Monday 13 July 2009

Counter-Productivity and Rebellion

Before we proceed to discuss the question of the first example of application of the negative publicity test (to maxims concerning rebellion) we would like to mention that in the interim we have corresponded with Axel Gosseries and that he has informed us that there is an up-date due later this year to his Stanford Encyclopedia of Philosophy entry on "publicity". So it is just possible that these postings will help to refine the analysis in the next edition of the article.

After stating the transcendental formula of public right in Perpetual Peace Kant states that the formula is not only ethical but also juridical. The reason he makes this claim is that if there are maxims that absolutely have to be kept secret to succeed and which cannot be acknowledged without arousing a necessary and universal opposition then the latter must be based on "the injustice with which it threatens everyone" (Ak. 8: 381). This argument, whilst compressed, has two distinguishable elements. The first element is that a maxim that requires secrecy is, by virtue of that requirement, something that must be unjust. The fact that such secrecy is necessary shows that it could not withstand scrutiny and if it could not it must be in virtue of the opposition that would arise from something that could not withstand being exposed to the critical survey of a public sphere.

_Provided material:_

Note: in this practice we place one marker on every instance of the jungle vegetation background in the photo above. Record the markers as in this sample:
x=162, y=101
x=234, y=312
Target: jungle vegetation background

_Task to complete:_
Reproduce the post on counter-productivity and rebellion, everything from "Before we proceed" down to "of the article.", switching "interim" to "meantime".

_Written reply:_
Before we proceed to discuss the question of the first example of application of the negative publicity test (to maxims concerning rebellion) we would like to mention that in the meantime we have corresponded with Axel Gosseries and that he has informed us that there is an up-date due later this year to his Stanford Encyclopedia of Philosophy entry on "publicity". So it is just possible that these postings will help to refine the analysis in the next edition of the article.